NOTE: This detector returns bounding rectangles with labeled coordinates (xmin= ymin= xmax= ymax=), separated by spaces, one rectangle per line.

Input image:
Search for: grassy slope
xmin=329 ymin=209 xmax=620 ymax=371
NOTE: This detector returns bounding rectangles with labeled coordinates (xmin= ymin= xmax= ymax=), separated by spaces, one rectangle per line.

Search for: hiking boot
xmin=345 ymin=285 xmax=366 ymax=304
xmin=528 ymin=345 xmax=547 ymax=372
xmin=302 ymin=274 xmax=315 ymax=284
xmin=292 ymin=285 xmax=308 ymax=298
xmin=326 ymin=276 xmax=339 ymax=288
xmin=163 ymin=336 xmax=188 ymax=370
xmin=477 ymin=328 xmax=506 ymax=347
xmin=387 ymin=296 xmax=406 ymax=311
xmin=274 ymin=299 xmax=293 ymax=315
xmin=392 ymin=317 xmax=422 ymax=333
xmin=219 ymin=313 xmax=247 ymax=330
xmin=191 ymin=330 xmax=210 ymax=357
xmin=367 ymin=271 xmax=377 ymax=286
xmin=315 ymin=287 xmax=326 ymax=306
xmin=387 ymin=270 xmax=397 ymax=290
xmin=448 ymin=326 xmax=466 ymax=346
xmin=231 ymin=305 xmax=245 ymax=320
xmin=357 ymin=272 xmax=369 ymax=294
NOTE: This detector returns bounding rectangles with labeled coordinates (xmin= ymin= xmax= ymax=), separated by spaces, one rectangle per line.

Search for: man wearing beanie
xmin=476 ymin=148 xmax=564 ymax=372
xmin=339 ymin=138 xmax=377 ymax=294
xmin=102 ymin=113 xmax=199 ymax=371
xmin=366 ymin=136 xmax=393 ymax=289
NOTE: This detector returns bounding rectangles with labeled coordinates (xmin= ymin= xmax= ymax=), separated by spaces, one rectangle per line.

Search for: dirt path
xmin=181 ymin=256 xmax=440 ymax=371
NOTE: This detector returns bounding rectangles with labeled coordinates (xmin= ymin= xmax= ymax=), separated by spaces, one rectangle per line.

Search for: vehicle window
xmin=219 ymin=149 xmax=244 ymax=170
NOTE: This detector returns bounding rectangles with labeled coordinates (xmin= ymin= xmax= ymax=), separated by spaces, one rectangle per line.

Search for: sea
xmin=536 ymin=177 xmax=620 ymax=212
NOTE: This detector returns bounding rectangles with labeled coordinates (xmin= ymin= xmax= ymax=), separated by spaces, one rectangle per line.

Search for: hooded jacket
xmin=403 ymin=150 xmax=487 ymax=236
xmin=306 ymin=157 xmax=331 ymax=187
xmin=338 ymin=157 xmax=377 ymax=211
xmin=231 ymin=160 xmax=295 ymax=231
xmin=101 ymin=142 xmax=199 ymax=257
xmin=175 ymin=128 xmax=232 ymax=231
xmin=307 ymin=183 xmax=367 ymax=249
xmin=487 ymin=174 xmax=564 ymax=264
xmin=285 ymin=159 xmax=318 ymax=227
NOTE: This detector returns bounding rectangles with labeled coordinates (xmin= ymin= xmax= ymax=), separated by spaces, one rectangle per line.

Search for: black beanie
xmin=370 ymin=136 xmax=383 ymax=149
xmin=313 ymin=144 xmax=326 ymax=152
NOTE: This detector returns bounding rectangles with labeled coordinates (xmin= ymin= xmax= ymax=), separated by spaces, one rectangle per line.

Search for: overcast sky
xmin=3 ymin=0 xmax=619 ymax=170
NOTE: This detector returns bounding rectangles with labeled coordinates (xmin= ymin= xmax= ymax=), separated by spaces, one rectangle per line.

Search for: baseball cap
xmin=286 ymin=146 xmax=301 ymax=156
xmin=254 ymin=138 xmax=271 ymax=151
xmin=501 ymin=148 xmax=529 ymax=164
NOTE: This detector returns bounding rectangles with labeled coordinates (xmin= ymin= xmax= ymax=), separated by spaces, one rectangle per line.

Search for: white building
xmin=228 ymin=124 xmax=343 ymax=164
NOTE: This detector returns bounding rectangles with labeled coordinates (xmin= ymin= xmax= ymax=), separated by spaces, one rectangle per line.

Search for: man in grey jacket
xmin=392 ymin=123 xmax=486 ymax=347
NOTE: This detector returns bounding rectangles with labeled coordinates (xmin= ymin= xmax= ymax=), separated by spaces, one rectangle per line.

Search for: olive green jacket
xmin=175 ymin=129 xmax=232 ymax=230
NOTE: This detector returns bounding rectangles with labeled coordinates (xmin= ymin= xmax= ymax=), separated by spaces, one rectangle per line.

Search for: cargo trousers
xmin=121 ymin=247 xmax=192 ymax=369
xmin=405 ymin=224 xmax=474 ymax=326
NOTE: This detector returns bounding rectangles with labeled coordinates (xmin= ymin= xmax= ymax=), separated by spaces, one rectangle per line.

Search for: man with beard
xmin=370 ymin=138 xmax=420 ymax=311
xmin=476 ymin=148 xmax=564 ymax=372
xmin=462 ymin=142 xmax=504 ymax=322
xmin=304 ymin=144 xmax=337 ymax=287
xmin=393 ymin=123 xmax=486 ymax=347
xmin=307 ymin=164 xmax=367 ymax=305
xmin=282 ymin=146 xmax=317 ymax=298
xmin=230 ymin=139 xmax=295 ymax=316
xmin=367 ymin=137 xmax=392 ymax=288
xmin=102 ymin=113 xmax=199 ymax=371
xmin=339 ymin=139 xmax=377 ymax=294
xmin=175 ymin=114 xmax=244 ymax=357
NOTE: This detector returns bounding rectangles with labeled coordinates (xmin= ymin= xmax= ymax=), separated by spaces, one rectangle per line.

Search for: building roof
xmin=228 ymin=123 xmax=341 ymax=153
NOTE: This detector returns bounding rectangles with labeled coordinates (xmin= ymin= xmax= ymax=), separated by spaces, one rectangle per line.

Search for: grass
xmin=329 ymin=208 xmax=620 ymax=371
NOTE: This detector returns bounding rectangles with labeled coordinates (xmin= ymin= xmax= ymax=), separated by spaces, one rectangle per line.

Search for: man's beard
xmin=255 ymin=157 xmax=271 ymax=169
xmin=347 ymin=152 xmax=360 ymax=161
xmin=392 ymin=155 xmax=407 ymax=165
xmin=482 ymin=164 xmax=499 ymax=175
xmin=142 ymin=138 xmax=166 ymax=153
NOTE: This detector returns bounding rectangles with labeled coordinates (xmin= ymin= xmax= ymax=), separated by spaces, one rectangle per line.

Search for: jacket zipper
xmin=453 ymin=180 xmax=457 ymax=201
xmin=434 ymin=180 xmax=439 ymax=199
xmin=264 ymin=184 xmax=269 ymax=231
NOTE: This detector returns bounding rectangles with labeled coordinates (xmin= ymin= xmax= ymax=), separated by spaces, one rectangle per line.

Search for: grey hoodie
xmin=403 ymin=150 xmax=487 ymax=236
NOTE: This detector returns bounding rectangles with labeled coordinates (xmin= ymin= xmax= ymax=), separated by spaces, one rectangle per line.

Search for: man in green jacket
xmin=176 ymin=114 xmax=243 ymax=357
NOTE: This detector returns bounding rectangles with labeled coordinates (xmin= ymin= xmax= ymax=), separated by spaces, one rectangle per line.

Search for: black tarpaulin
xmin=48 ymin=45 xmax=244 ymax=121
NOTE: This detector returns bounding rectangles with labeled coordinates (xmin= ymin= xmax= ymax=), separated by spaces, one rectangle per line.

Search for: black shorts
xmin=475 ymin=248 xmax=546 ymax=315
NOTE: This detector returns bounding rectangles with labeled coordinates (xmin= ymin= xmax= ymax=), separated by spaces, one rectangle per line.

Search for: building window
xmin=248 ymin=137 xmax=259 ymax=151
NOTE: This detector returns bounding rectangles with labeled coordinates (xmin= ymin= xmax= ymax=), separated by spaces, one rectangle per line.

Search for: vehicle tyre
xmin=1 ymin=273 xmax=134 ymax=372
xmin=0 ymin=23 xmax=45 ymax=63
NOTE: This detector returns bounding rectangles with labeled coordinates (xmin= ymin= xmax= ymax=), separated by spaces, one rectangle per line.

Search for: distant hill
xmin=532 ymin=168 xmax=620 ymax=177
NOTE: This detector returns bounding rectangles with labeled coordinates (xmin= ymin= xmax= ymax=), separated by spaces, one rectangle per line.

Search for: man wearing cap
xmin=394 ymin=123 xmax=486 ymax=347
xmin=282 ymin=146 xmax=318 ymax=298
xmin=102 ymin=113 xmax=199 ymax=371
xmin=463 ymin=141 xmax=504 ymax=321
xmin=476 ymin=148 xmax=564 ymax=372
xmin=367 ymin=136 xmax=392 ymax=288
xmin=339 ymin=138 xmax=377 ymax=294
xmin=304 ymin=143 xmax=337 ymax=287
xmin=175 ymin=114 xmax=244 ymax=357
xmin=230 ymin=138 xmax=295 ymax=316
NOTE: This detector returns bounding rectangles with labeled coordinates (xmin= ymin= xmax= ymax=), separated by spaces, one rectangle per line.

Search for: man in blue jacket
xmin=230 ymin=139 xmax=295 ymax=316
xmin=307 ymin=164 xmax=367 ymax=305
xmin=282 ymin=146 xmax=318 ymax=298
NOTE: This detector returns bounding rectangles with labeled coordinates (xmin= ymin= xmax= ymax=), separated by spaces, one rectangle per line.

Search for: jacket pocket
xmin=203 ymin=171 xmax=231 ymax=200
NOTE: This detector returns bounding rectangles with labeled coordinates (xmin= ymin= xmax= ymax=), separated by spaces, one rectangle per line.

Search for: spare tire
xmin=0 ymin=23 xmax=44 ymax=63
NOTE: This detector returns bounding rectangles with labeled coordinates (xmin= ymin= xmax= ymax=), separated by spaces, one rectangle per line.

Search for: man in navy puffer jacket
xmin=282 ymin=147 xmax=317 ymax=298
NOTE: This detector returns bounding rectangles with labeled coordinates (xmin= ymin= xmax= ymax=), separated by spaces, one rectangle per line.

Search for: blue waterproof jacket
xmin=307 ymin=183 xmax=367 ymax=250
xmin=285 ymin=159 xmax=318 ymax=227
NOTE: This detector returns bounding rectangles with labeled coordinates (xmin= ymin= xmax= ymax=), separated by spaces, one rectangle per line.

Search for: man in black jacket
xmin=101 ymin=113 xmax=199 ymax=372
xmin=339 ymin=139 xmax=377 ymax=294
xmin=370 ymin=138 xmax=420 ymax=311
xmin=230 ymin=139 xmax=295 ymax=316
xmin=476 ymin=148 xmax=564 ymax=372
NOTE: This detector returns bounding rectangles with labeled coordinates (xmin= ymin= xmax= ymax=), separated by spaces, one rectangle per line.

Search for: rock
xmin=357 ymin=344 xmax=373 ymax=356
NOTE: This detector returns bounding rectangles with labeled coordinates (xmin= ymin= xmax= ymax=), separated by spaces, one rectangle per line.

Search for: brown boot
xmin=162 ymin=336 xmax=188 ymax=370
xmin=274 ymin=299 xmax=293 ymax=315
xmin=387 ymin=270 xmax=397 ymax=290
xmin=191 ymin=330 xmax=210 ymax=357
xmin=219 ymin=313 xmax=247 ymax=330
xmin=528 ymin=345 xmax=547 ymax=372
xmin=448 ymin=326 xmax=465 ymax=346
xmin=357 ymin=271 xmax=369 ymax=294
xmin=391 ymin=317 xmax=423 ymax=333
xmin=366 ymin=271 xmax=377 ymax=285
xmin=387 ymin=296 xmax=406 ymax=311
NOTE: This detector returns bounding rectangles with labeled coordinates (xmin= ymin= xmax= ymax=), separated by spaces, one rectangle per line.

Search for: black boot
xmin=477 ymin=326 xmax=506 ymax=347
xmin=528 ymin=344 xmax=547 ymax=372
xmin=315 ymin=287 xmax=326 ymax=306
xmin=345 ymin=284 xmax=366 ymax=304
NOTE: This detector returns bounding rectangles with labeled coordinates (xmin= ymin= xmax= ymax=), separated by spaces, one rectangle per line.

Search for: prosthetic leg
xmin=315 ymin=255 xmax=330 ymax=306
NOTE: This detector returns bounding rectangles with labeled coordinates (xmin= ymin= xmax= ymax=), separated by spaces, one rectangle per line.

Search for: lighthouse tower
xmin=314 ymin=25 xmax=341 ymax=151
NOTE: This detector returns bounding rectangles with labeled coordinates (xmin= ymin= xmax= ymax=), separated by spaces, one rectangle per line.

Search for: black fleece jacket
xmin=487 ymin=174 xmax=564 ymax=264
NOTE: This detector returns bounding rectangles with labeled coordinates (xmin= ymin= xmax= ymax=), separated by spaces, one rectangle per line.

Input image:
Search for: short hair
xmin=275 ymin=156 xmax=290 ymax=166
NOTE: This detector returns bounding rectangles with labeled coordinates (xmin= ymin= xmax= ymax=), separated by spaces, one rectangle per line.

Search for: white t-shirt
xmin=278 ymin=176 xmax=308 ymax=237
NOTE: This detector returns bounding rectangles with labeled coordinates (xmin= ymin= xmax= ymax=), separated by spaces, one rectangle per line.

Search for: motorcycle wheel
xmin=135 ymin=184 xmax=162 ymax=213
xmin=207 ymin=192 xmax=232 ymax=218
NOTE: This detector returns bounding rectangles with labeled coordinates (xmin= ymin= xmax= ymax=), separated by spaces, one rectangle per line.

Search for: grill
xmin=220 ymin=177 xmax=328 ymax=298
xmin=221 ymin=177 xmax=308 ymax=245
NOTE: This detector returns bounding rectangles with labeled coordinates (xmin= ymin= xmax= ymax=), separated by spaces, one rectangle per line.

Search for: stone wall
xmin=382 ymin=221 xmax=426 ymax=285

= = = = =

Exactly the lines from the one with "Search for: motorcycle wheel" through the final line of the entries are to be returned, both ends included.

Search for: motorcycle wheel
xmin=135 ymin=184 xmax=162 ymax=213
xmin=207 ymin=192 xmax=232 ymax=218
NOTE: This detector returns bounding rectangles with labeled coordinates (xmin= ymin= xmax= ymax=), separated by spaces, one rectangle per line.

Search for: grill
xmin=220 ymin=177 xmax=328 ymax=298
xmin=221 ymin=177 xmax=308 ymax=245
NOTE: This detector returns bounding rectangles with labeled coordinates (xmin= ymin= xmax= ymax=), separated by spaces, one rectangle per line.

Search for: stone wall
xmin=382 ymin=221 xmax=426 ymax=285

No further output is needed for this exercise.